> **Vorliegender Text**
# taz.de -- US-General McChrystal: Selbstdemontage eines Disziplinierten
       
       > Mit Ausfällen gegen Präsident Obama und dessen Berater riskiert der
       > Isaf-Chef Stanley McChrystal seine Karriere - vielleicht um seine
       > militärische Mission zu retten.
       
 (IMG) Bild: Obama und McChrystal in der Präsidentenmaschine "Air Force One" im Oktober 2009.
       
       BERLIN taz | Was ist paradox? Ein hoher Militär, der öffentlich seinem
       Oberkommandanten, dem Präsidenten der USA, den Gehorsam aufkündigt, ihn
       öffentlich desavouiert. Ganz so, als ob es sich um eine gewöhnliche
       politische Meinungsverschiedenheit handele, quasi um einen Akt zivilen
       Ungehorsams.
       
       Der Chef der alliierten Interventionsstreitkräfte in Afghanistan,
       Viersternegeneral Stanley McChrystal, hat sich dem US-Magazin Rolling Stone
       für ein langes Porträt zur Verfügung gestellt. In ihm übt er heftige Kritik
       an Politikern, Beratern und Diplomaten im Umkreis von Präsident Obama,
       wobei ungenannte Mitarbeiter des Generals mit seiner Zustimmung die
       gröbsten Injurien ihres Chefs zitieren. Auch von seinem Präsidenten selbst
       zeigt sich McChrystal enttäuscht.
       
       Das Porträt erbost seit Tagen die politische Szene in Washington. Einmal
       geht es um den beispiellos vulgären Grundton der Angriffe - etwas, was man
       seit Richard Nixons Ausfällen in den "Pentagon Papers" nicht mehr vernommen
       hat.
       
       Der Name des Vizepräsidenten Biden wird zu "bite me" ("Leck mich")

> **Datensatzeinträge**

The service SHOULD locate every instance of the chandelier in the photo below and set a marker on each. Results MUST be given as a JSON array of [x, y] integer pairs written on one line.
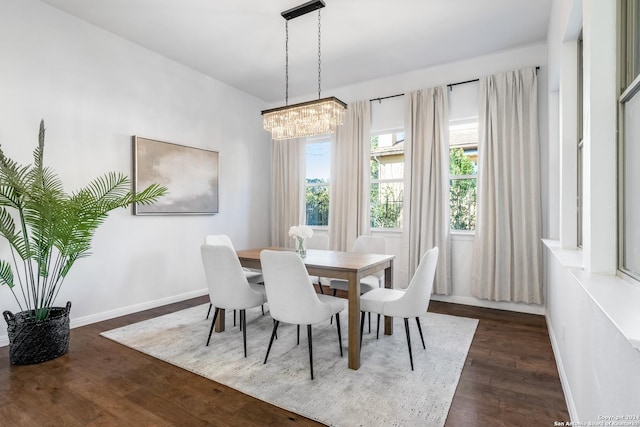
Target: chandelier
[[309, 118]]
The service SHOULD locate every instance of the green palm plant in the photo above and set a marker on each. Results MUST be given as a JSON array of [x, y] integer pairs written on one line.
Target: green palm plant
[[48, 230]]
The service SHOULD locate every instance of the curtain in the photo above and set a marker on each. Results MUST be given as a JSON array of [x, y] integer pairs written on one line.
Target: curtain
[[507, 253], [350, 172], [286, 202], [426, 201]]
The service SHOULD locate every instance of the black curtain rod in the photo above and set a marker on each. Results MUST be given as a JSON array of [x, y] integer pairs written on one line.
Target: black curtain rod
[[450, 85]]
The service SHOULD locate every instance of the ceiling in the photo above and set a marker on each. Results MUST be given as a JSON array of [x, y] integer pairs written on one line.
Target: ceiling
[[242, 42]]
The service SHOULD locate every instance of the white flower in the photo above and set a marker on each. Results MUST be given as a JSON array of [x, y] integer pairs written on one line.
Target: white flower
[[301, 231]]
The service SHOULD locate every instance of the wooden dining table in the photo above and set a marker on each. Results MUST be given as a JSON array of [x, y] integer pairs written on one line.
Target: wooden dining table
[[348, 266]]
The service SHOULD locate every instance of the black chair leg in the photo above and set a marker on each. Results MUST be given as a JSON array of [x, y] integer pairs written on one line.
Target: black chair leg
[[420, 329], [406, 327], [273, 335], [339, 333], [243, 317], [361, 327], [310, 349], [213, 322]]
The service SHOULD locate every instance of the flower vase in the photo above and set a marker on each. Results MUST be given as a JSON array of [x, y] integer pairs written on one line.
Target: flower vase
[[301, 247]]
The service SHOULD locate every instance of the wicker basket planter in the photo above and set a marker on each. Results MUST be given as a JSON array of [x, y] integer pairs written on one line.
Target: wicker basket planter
[[32, 341]]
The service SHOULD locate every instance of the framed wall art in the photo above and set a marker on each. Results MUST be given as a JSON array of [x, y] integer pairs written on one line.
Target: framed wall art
[[190, 174]]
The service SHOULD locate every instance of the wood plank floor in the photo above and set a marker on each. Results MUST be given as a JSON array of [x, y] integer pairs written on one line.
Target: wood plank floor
[[510, 378]]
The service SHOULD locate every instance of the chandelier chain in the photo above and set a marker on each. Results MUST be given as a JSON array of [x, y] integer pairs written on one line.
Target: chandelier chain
[[319, 60], [286, 66]]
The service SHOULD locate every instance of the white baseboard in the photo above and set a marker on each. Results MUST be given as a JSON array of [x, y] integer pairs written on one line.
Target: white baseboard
[[123, 311], [509, 306], [568, 397]]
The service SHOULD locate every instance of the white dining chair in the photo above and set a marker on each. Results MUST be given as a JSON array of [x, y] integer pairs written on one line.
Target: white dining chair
[[292, 298], [253, 277], [365, 245], [228, 285], [318, 241], [412, 302]]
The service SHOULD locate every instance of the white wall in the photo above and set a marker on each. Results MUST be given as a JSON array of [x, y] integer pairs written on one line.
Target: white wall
[[388, 113], [94, 91], [592, 314]]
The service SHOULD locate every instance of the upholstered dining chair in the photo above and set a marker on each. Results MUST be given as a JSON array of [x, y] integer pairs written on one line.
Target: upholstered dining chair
[[228, 285], [318, 241], [365, 245], [292, 298], [412, 302], [253, 277]]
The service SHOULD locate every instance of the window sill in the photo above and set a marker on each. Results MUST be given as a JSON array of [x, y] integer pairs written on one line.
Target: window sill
[[616, 297]]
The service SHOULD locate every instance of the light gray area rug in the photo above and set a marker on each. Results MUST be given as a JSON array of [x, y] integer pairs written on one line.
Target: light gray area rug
[[383, 392]]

> **Kurzaufgabe 1**
Beantworte diese Fragen zum Artikel über General McChrystal:
(a) Welchem US-Magazin hat McChrystal sich für ein langes Porträt zur Verfügung gestellt?
(b) Wessen Ausfälle in den "Pentagon Papers" werden zum Vergleich für den Grundton der Angriffe herangezogen?
(c) Wozu wird der Name des Vizepräsidenten Biden gemacht?
> **Kurzaufgabe 2**
Kopiere aus dem Artikel über General McChrystal wortgetreu alles von "(IMG) Bild: Obama" bis hinunter zu "Ungehorsams.".

> **Richtige Antwort 1**
(a) Rolling Stone
(b) Die Ausfälle von Richard Nixon
(c) Zu "bite me" ("Leck mich")

> **Richtige Antwort 2**
(IMG) Bild: Obama und McChrystal in der Präsidentenmaschine "Air Force One" im Oktober 2009.
       
       BERLIN taz | Was ist paradox? Ein hoher Militär, der öffentlich seinem
       Oberkommandanten, dem Präsidenten der USA, den Gehorsam aufkündigt, ihn
       öffentlich desavouiert. Ganz so, als ob es sich um eine gewöhnliche
       politische Meinungsverschiedenheit handele, quasi um einen Akt zivilen
       Ungehorsams.